--- begin RECORDS PROVIDED ---

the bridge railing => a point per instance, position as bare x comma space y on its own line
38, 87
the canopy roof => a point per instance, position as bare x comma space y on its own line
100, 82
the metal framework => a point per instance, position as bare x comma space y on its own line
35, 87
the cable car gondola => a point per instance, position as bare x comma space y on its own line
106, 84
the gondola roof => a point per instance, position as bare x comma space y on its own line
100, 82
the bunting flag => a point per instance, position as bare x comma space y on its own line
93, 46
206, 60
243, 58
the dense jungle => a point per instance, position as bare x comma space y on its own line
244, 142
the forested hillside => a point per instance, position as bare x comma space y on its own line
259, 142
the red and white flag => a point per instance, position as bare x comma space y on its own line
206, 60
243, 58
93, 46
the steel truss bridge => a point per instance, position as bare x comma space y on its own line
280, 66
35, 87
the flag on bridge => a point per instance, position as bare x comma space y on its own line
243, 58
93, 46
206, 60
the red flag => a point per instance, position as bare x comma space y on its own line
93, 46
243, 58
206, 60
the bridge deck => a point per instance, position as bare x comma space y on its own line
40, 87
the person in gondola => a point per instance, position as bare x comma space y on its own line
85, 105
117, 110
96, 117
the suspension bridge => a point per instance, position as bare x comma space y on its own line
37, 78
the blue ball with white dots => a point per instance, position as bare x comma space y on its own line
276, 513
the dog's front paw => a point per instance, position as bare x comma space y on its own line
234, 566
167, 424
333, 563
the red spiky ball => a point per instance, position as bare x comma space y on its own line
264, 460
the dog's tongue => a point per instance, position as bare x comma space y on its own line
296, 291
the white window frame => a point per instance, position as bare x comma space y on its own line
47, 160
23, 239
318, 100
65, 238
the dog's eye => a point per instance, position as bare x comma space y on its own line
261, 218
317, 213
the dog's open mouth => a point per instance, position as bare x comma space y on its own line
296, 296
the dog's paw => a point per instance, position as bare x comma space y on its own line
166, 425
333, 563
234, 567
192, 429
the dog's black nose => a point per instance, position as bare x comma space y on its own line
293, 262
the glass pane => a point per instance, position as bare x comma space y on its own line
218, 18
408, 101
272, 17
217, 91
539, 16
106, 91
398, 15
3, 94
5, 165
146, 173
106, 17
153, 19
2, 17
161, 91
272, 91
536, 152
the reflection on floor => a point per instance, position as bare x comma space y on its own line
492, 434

--- end RECORDS PROVIDED ---

WRITTEN TASK -
Copy the entries from the line with "the reflection on" through the last entry, keeping each request line unchanged. Shift every coordinate in the answers by adding 106 to each of its numbers.

EXPECTED OUTPUT -
the reflection on floor => a point per instance, position as bare x comma space y on its own line
598, 540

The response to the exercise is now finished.